Point annotation dataset records —
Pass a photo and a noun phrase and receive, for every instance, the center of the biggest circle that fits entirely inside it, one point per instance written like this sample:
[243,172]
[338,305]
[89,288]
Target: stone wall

What this task involves — Reproduce the material above, replacing "biggest" with "largest" and leaving everything else unchanged.

Right answer —
Pass a photo and a noun phrase and receive, for every instance, the center of the largest circle that fits entirely inside it, one point per instance written like this sample:
[243,172]
[338,305]
[89,288]
Target: stone wall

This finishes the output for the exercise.